From the urban mobility essay below, output the passage word for word, starting at "Much evidence suggests" and ending at "complete innovation ecosystem.".

**PAGE EXTRACT:**

● ● ● ● ●

EDITOR’S NOTE: Smart cities’ evolution as engines of greater energy efficiency will entail rethinking transport. The Energy Times invited Davide L. Bodde, a Clemson University professor, to share his insights on the topic from his presentation to the Ewing Marion Kauffman Foundation New Entrepreneurial Growth Conference in June. The future of energy utilities and smart cities will be explored at the Empowering Customers & Cities Conference in Chicago November 4-6.

Open architecture innovation platforms that draw upon the distinct capabilities of system integrators, independent entrepreneurs, and political authorities could, in principle, apply the power of technology to complex social-technical problems.  Such problems include urban mobility, renewal of the electric grid, and provision of urban water and sewage services. 

But the state of practice in creating such platforms—termed here innovation ecosystems—remains inadequate for widespread application.  There is a need  to create a learning-based process to advance the state of practice in innovation ecosystems through  experimentation and  the accumulation of operating experience.  Our case-in-point is urban mobility systems.

Rising urban populations, decades of deferred investment, and the changing locations of intra-urban economic activity have diminished the service capacity of the traditional mobility platforms: mass transit, independently owned vehicles, and taxi fleets.  The most evident consequences include: economic losses from traffic and parking congestion; pollution from inefficiently used vehicles; and diminished access to jobs.  These consequences reduce the capacity of the urban mobility infrastructure to sustain dynamic and opportunity-rich economic growth. 

Recent technology advances such as electric vehicles, fully automated vehicles, and large-scale data management can offer services that are cleaner, faster to deploy, and less costly.  Numerous studies illustrate their benefits: for example, fleets of autonomous vehicles operating in ride-sharing mode in the urban core could reduce significantly the number of vehicles required to provide equivalent transportation services.  Such optimized fleets could reduce carbon emissions, eliminate other combustion-related pollutants, lower urban heat deposition, reduce congestion, and open up public spaces previously reserved for parking.

But the simulation studies assume a mature, fully deployed system.  In contrast, little attention has been paid to the transition from the current infrastructures to the desired future state.  We face a transition of the vehicle from a system for which operator skill largely determined performance to the emerging world of fully automated vehicle systems.  Indeed such prototype automated vehicles have been demonstrated under limited street conditions by several vehicle makers.

But the transition from automated vehicles with individually optimized performance to the visionary world of optimized urban mobility services cannot be accomplished by the current innovation models alone.  In addition, bringing to reality the visionary world so well documented in silico will require) new models of innovation and  the acquiescence of the urban jurisdictions.

Much evidence suggests that the pace of entrepreneurial innovation accelerates when an open architecture business model combines the inventiveness of entrepreneurs with the financial and organizational strength of the system integrators to build the complete innovation ecosystem.

● ● ● ● ●

**STORED DATA:**
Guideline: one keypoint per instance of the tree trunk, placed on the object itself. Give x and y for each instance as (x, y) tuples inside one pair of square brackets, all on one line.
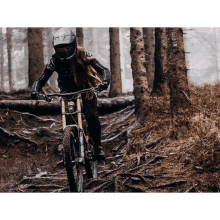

● ● ● ● ●

**COMPLETE OUTPUT:**
Much evidence suggests that the pace of entrepreneurial innovation accelerates when an open architecture business model combines the inventiveness of entrepreneurs with the financial and organizational strength of the system integrators to build the complete innovation ecosystem.